• [Short problem]
Write out the entries below again, replacing "tuples" with "pairs" everywhere and keeping everything else the same. Leave the pictures out.

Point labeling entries
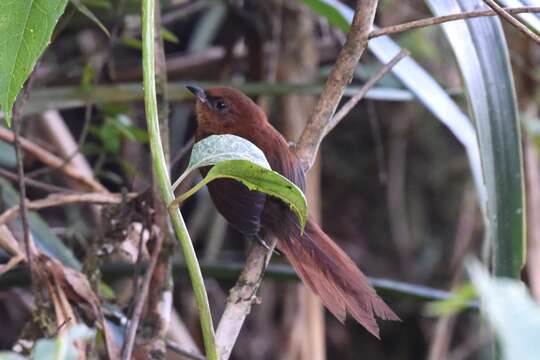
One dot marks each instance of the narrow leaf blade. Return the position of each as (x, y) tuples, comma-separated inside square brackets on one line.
[(510, 310)]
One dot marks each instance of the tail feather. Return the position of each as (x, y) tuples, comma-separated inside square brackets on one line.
[(331, 274)]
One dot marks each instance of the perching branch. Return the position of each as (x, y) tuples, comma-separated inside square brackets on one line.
[(417, 24), (243, 294)]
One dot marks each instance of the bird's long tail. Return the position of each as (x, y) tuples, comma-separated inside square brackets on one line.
[(331, 274)]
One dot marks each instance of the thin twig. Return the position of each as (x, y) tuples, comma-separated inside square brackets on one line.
[(243, 295), (416, 24), (351, 103), (512, 20), (52, 160), (141, 300), (63, 199), (341, 75), (17, 119), (35, 183)]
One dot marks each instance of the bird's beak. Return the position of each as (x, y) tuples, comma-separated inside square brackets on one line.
[(198, 92)]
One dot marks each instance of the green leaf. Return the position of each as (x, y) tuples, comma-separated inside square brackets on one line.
[(257, 178), (426, 89), (90, 15), (510, 310), (216, 148), (331, 10), (482, 54), (460, 301), (26, 28), (44, 238)]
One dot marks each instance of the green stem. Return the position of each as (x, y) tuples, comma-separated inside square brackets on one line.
[(180, 199), (162, 174)]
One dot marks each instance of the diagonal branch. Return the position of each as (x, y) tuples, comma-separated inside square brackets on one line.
[(512, 20), (416, 24), (243, 295), (341, 75), (52, 160)]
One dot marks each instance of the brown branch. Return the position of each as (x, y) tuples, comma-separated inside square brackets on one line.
[(63, 199), (341, 75), (394, 29), (243, 294), (241, 297), (512, 20), (349, 105), (35, 183), (52, 160), (141, 298)]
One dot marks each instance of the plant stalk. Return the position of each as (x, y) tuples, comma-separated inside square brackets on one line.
[(162, 176)]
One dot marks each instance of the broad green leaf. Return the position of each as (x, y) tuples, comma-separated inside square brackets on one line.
[(257, 178), (90, 15), (216, 148), (510, 310), (26, 27), (482, 54)]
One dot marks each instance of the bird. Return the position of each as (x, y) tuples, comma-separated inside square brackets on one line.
[(319, 262)]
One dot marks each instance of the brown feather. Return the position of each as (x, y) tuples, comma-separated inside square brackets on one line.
[(319, 262)]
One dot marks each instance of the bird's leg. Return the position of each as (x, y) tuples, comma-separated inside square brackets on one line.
[(260, 240)]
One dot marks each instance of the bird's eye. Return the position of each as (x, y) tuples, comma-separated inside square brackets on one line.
[(220, 105)]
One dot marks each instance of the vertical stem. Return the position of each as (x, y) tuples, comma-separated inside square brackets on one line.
[(162, 176)]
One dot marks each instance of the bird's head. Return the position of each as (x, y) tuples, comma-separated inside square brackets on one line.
[(222, 110)]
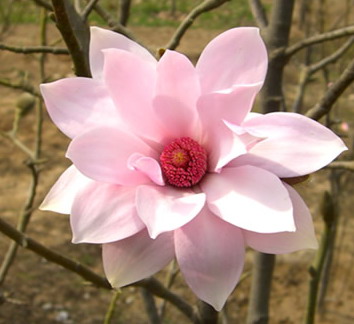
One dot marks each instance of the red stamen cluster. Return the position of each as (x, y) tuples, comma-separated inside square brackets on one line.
[(183, 162)]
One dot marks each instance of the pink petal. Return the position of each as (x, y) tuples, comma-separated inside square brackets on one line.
[(147, 165), (102, 154), (104, 213), (210, 253), (232, 106), (61, 196), (78, 104), (132, 82), (103, 39), (164, 209), (237, 56), (136, 257), (295, 145), (250, 198), (286, 242), (177, 91), (222, 146), (214, 110)]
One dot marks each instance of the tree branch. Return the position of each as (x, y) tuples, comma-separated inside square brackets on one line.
[(344, 165), (150, 306), (151, 284), (34, 49), (309, 70), (334, 34), (20, 86), (258, 13), (156, 288), (44, 4), (30, 244), (88, 9), (117, 27), (75, 33), (205, 6), (260, 289), (333, 93)]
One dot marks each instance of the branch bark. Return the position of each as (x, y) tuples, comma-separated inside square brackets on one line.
[(309, 70), (260, 288), (151, 284), (75, 33), (34, 49), (88, 9), (333, 93), (124, 11), (334, 34), (258, 13), (277, 36)]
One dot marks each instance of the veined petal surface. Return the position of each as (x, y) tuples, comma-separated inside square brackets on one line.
[(104, 213), (62, 195), (250, 198), (78, 104), (165, 209), (136, 257), (131, 82), (210, 253), (177, 91), (237, 56), (103, 39), (103, 154), (286, 242), (294, 145)]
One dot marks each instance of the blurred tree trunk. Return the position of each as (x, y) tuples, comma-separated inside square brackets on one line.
[(124, 11), (276, 37)]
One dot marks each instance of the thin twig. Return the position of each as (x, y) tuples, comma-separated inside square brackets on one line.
[(75, 33), (205, 6), (34, 49), (152, 284), (334, 34), (112, 23), (88, 9), (28, 207), (52, 256), (44, 4), (344, 165), (262, 275), (159, 290), (333, 93), (311, 69), (20, 86), (150, 306), (171, 276), (18, 143), (112, 306), (258, 13), (329, 215)]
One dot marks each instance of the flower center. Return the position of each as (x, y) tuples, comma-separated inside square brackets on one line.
[(183, 162)]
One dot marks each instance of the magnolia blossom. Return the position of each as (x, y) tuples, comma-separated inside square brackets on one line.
[(169, 162)]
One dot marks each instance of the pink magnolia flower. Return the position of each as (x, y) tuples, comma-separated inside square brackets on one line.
[(168, 161)]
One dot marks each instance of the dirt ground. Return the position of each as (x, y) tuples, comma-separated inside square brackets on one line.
[(38, 292)]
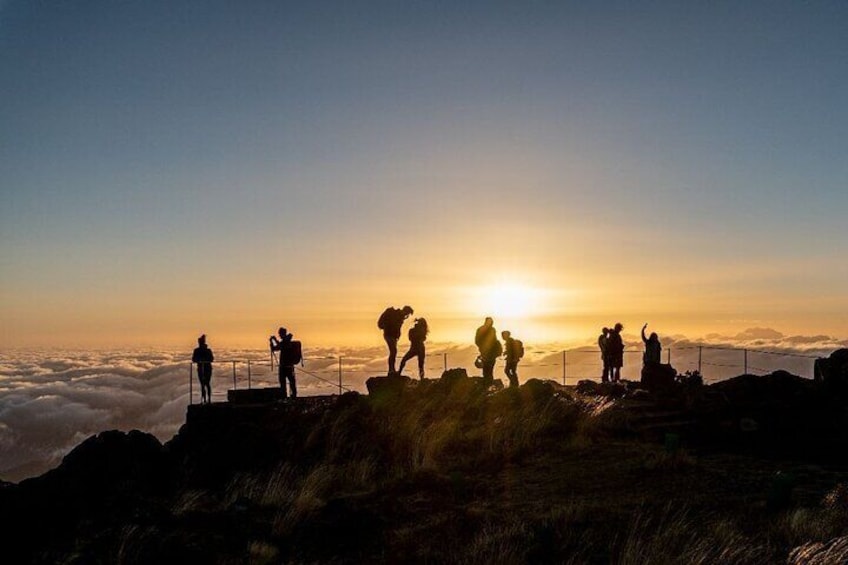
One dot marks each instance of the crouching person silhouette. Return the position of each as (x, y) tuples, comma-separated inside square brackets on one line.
[(417, 336), (291, 353), (203, 357), (513, 352)]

• [Answer]
One dot marks each instance of the narrow leaf blade. Return the position of each as (x, y) pairs, comma-separated inside square brackets on one line.
[(510, 310)]
One dot marks each instance of the tail feather. Return the position of each as (x, y) pairs, comma-separated inside square brackets on one line.
[(331, 274)]
One dot marks each instance of the perching branch. Return the position of each as (x, y) pairs, comma-separated inside square brackets on one line.
[(417, 24), (243, 294)]
One dot marks each instance of the bird's long tail. Return the position of each as (x, y) pairs, comma-separated inside square brackets on one line.
[(331, 274)]
One dot marks each instance of the thin twig. Return the position of each as (x, y) pairs, comma-separated inside square brackets on one line.
[(243, 295), (416, 24), (351, 103), (512, 20), (52, 160), (141, 300), (63, 199), (341, 75), (17, 119), (35, 183)]
One dot marks each instance of the bird's beak. Return the position of each as (x, y) pairs, comma-separated inside square brackets on one line.
[(198, 92)]
One dot marks each instance of the green leaf. Return the position of each as (x, y) pairs, comma-separated inside square brackets on one line.
[(257, 178), (426, 89), (90, 15), (510, 310), (216, 148), (331, 10), (482, 54), (460, 301), (26, 28), (44, 238)]
One dot marks each instance of the green stem. Return the position of each as (x, y) pairs, comma-separated inside square brackets on one line.
[(180, 199), (162, 174)]
One dot marks each instance of the diagonal branch. Return the position of each as (x, y) pairs, comma-separated inside square brackets on one line.
[(512, 20), (416, 24), (243, 295), (341, 75), (52, 160)]
One dot marks each instance of the brown branch. Return the position of each as (x, y) pairs, comma-separated inside square brackets on one line.
[(63, 199), (341, 75), (394, 29), (243, 294), (241, 297), (512, 20), (349, 105), (35, 183), (52, 160), (141, 298)]
One dot marks each instance of the plant stalk. Return the position of each as (x, y) pairs, comma-separated inside square brackets on one line.
[(162, 176)]
One dot marks each instance of the broad green leaf. Return the position of each as (x, y) pairs, comma-separated inside square brackets on one line.
[(257, 178), (90, 15), (216, 148), (510, 310), (26, 27), (482, 54)]
One dot marks each instance of the bird. Return the position of each as (x, y) pairs, comma-separated inside square brackets on one line.
[(319, 262)]
One dot marks each instance of the brown feather. Return the position of each as (x, y) pairs, comma-separated inside square brackets on one line.
[(319, 262)]
One dot marks each instance of the bird's leg. Return the position of each as (x, y) pairs, comma-separated inside square brackets on one line.
[(260, 240)]
One dot marks each instance of the bird's eye. Return the position of each as (x, y) pairs, comma-separated inside square brackets on one line.
[(220, 105)]
One dot marks each instance of the vertical stem. Return the position of each as (x, y) pairs, comma-separated inside square brackets on one line.
[(162, 176)]
One dot marks each instance of the bird's head. Return the position of each as (x, y) pairs, comma-separated inside square brackets on one line.
[(222, 110)]
One dot marks each instance of the red stamen cluster. Return the position of each as (x, y) pairs, comma-separated inside square brackets on one line.
[(183, 162)]
One dot marks each instance of the pink petal. Return the position of each as (x, y) pairs, comma-separated inside square brackets on one line.
[(147, 165), (102, 154), (104, 213), (210, 253), (232, 106), (61, 196), (78, 104), (132, 82), (103, 39), (164, 209), (237, 56), (136, 257), (295, 145), (250, 198), (286, 242), (177, 91), (222, 146), (214, 110)]
One dot marks each instance of the tree branch. Return the position of each as (x, y) pairs, comma-separated inside square brackets on one line.
[(344, 165), (150, 306), (151, 284), (34, 49), (309, 70), (334, 34), (20, 86), (258, 13), (156, 288), (44, 4), (30, 244), (88, 9), (117, 27), (75, 33), (205, 6), (260, 289), (333, 93)]
One dot marks each instance of the branch bark. Return the position of each as (x, y) pairs, comma-separated inside square brackets on one line.
[(309, 70), (260, 288), (151, 284), (75, 33), (34, 49), (88, 9), (333, 93), (124, 11), (334, 34), (258, 13), (277, 36)]
One dot marks each instance of the veined petal surface. Return the position of each as (x, y) pairs, comma-separated inside square brackets on one line.
[(104, 213), (62, 195), (250, 198), (78, 104), (165, 209), (136, 257), (131, 82), (210, 253), (177, 91), (237, 56), (103, 39), (103, 154), (286, 242), (294, 145)]
One dot marks each instance of the blurred tree trunk. Return the position of each as (x, y) pairs, comma-separated inside square brackets on one line.
[(124, 11), (276, 37)]
One dot marks each instance of the thin twig. Return the position of each as (x, y) pairs, comma-separated inside square brackets on one line.
[(75, 33), (205, 6), (34, 49), (152, 284), (334, 34), (112, 23), (88, 9), (28, 207), (52, 256), (44, 4), (344, 165), (262, 275), (159, 290), (333, 93), (311, 69), (20, 86), (150, 306), (171, 276), (18, 143), (112, 306), (258, 13), (329, 215)]
One dot marks each instance of the flower center. Return the position of each as (x, y) pairs, comma-separated inside square brackets on one line.
[(183, 162)]
One dot marks each instance of the magnolia blossom. Return the position of each as (x, y) pairs, comma-separated inside square brackets on one line.
[(169, 162)]
One dot marks each instance of the pink magnolia flower. Return the position of each as (x, y) pairs, comma-separated inside square brackets on one line.
[(168, 161)]
One dot marks each instance of the dirt ground. Return the position of each as (x, y) pairs, comma-separated inside square brackets on one line.
[(38, 292)]
One dot marks each instance of the crouching person silhouette. Return the position of each as (x, y) pairs, comma-separated inside square brackets on one line.
[(417, 336), (291, 353), (203, 357), (513, 352)]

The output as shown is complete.